BEGIN DATASET EXCERPTS

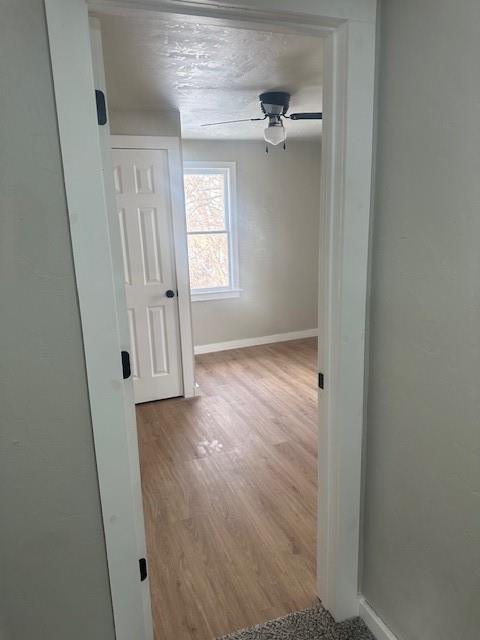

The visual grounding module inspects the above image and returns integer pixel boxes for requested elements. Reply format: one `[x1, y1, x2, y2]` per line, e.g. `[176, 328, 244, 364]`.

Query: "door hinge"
[138, 558, 148, 582]
[122, 351, 132, 380]
[95, 89, 107, 125]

END DATASET EXCERPTS

▸ EXERCISE PROMPT
Reproduce the material above word for word, leaving out the picture.

▸ TASK SOLUTION
The visual grounding module inspects the above image and returns integer pixel boxes for requested elements. Reply format: one `[x1, y1, x2, y2]` per line, e.g. `[176, 328, 244, 364]`.

Query: "door hinge"
[138, 558, 148, 582]
[122, 351, 132, 380]
[95, 89, 107, 125]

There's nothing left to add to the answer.